*** Opening Excerpt ***

Wednesday, January 25, 2017

#mygerikmemoir

#mygerikmemoir

My first day in Gerik was not so bad. Abah tailed me all the way from home, being patient with my sub-par driving skill.. (Last week on my way home, while attempting to overtake a lorry, I nearly crashed into a car from opposing direction - so today every time I'm overtaking a lorry, I would have palpitation.. aiyoh)



Menyedari pergantungan hanya pada Allah.

Sampai je di bilik sewa, tuan rumah pun dimaklumkan yang kami ni hanya akan menyewa untuk sebulan sebab dah dapat rumah sewa di taman berhampiran. Lepas tu tuan rumah pun bukak cerita kejadian pecah masuk kat kawasan tu.. Disusuli pesanan-pesanan orang tua, kawan-kawan orang tua berkenaan perkara-perkara yang kena berjaga-jaga kat Gerik ni..

I know mom is very worried - we both cried during our goodbyes. This transfer is very hard for me, mommy and my husband I guess. But we have all asked Allah to arrange for the best for us, and slowly we are accepting that THIS IS the best for us.

*** Closing Excerpt ***

- Task instructions
Write out the Gerik blog post word for word, starting at "Wednesday, January 25, 2017" and ending at "hanya pada Allah.". The items have nothing to do with the Gerik blog post.

*** Opening Material supplied ***

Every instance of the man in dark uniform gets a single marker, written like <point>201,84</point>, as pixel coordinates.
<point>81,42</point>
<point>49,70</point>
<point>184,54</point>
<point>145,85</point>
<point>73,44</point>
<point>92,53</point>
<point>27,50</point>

*** Closing Material supplied ***

- Your solution
Wednesday, January 25, 2017

#mygerikmemoir

#mygerikmemoir

My first day in Gerik was not so bad. Abah tailed me all the way from home, being patient with my sub-par driving skill.. (Last week on my way home, while attempting to overtake a lorry, I nearly crashed into a car from opposing direction - so today every time I'm overtaking a lorry, I would have palpitation.. aiyoh)



Menyedari pergantungan hanya pada Allah.